_Exercise instructions_
a) Condense the paragraph of the blog post on work devices that begins "It used to be easy" into a short bulleted list that keeps its main facts.
b) Extend the blog post on work devices, starting after its last sentence.

_Excerpt provided_
Monkeying around

by Brian Katz on February 7, 2013 · 0 comments

It used to be easy. I would go to work, sit down at my desk and start working on my laptop. Everyone at work had a laptop. I had mine hooked up to an external keyboard and mouse as well as a large monitor. The laptop sat in a nice docking station where everything was already hooked up so it was easy. At the end of the day I ejected the laptop and took it home with me for whatever work I had left to do. The whole office was the same way and many still do that in my office today. I was productive. On the other hand, when I was traveling, it was a pain. As anyone can tell you, it was unbelievably expensive to get a WLAN mobile card and they were slow as molasses. The battery life of the machines was maybe 3 hours or if you turned WiFi off you might eke out a whole 4 hours of work time. The computer weighed about 6 pounds and the power brick was another pound. It just wasn’t a lot of fun to carry around. Yet it went everywhere with me. If you asked me whether I was productive, I would have definitely answered yes.

bz MONKEYS 05-07-10

Fast forward to the last year and I marvel at what I used to call productivity. These days, when I travel, if I have to I carry a laptop that weighs 2.9 lbs and last 7 hours on a single battery charge. In the same bag I carry a smartphone and a tablet with an external keyboard. If I know I don’t need a computer (some things just don’t work well on a tablet) I travel with just a tablet and smartphone. The whole kit (without the laptop) including chargers weighs 2 pounds. The phone lasts most of the day unless I am using it heavily and the tablet lasts me easily twelve hours of constant use.

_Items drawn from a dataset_

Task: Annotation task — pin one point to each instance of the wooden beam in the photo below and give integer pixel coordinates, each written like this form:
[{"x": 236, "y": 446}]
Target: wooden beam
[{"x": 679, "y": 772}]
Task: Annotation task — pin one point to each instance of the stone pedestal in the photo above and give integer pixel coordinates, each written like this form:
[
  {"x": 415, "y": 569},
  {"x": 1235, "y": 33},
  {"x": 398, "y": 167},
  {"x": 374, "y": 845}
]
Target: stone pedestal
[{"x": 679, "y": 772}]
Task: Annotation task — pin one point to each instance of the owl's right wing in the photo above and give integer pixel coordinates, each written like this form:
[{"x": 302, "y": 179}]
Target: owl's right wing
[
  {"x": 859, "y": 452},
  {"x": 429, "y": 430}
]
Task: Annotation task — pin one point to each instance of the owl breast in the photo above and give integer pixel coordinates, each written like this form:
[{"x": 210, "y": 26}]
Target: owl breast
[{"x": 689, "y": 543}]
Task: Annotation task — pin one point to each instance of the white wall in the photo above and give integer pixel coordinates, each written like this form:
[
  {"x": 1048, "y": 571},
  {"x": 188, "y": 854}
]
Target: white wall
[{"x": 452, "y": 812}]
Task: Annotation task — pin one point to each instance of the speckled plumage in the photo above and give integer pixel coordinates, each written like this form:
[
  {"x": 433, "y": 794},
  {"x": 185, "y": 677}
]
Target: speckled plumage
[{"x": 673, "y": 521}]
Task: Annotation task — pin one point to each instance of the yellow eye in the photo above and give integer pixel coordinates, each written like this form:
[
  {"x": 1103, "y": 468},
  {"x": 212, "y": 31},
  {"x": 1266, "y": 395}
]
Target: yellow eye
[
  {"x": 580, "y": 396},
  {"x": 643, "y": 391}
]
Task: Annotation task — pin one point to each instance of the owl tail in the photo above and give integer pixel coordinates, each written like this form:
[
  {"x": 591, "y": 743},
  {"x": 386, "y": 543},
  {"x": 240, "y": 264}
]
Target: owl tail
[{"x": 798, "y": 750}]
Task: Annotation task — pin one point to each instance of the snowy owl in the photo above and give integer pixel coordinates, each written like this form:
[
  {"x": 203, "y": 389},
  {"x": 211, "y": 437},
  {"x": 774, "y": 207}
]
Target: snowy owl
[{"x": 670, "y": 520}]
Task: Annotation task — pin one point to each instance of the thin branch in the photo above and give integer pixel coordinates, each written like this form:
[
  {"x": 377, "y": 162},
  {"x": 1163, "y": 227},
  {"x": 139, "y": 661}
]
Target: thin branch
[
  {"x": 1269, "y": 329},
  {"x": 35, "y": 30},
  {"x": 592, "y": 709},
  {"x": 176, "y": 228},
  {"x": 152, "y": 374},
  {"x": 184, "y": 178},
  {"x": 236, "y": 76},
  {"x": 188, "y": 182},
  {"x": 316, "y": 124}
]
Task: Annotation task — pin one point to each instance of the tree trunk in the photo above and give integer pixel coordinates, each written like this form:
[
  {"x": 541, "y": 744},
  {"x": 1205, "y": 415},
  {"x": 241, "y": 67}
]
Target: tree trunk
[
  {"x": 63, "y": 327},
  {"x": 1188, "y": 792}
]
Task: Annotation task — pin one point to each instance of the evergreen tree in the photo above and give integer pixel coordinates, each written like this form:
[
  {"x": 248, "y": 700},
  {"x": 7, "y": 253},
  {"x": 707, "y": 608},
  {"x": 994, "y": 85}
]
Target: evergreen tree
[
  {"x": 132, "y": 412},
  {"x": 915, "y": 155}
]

_Your responses_
a)
- At the office, everyone worked on a laptop; mine sat in a docking station connected to an external keyboard, mouse and large monitor.
- At the end of each day I ejected the laptop and took it home to finish any remaining work. Many in my office still work this way.
- Traveling was a pain. WLAN mobile cards were very expensive and very slow.
- Battery life was about 3 hours, or up to 4 with WiFi off.
- The laptop weighed about 6 pounds, plus about 1 pound for the power brick, yet it went everywhere with me.
- I considered myself productive then.

b)
I can now connect whenever there is WiFi or a cellular signal and am able to do work almost everywhere. Productivity moved from nine to five in the office and maybe an hour or two at home depending on the night to whenever and wherever I needed to get something done. I very rarely look at my location as the limiting factor of my productivity. I have been away at a soccer tournament 8 hours from home at the field for my daughter’s game at 8am in 28 degree weather when I have answered a call for an emergency, fired up my tablet, logged into work and in 10 minutes saved a deal worth a lot of money and then still watched my daughter kick some ass on the field. The confidence and trust I have in the devices and apps that I have installed make it easy for me to be productive.

Understand, mobility isn’t about having a smartphone or a tablet. It’s not about being able to use WiFi or cellular. People don’t just become productive because you’ve given them a new device. This is one of the issues facing many companies today. They read about BYOD (Bring Your Own Device) or companies that have saved tons of money or become more productive by giving out smartphones and tablets. They see posts from the big analyst firms and articles in the New York Times about the importance of mobility. Yet, most of the time these companies miss the meat of these stories because very few understand it.

You see, you can give an infinite number of smartphones and tablets to an infinite number of monkeys but it’s highly doubtful any of them will crank out a work of Shakespeare, much less a usable white paper. It’s not the devices that make them productive. You see Mobility is about equipping people with the best tools, that they can use when and where they need to, to be productive. An iPhone isn’t a tool. Neither is a Samsung Galaxy 10.1 tablet. A tool is when you marry a great app with a great device. It’s the combination of these two pieces that make the tool that allows you to enable your people so they can be more flexible and agile. Sure, it’s great to be able to answer a phone in Timbuktu or surf the web from Kalamazoo, but chances are, that’s not what you need your users doing. You want them to be able to close that sales call, fix that server, run that clinical trial, and consult that airplane flight book. These are all the things that allow your people to be more productive and efficient while being flexible and agile. It’s about enabling them to do their job and fulfill the business requirements of what they’re working on. The business strategy isn’t to give people the latest smartphone. It’s to give people the tools they need to get the job done and make money.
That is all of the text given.